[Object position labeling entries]
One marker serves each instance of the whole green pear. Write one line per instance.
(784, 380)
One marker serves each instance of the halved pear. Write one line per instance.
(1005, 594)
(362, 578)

» What you will do
Copy out every line of the material above, word for word.

» Expected answer
One marker serves each instance of the whole green pear. Write one line per instance.
(784, 380)
One marker serves each instance of the halved pear. Write one line per instance.
(1005, 594)
(362, 578)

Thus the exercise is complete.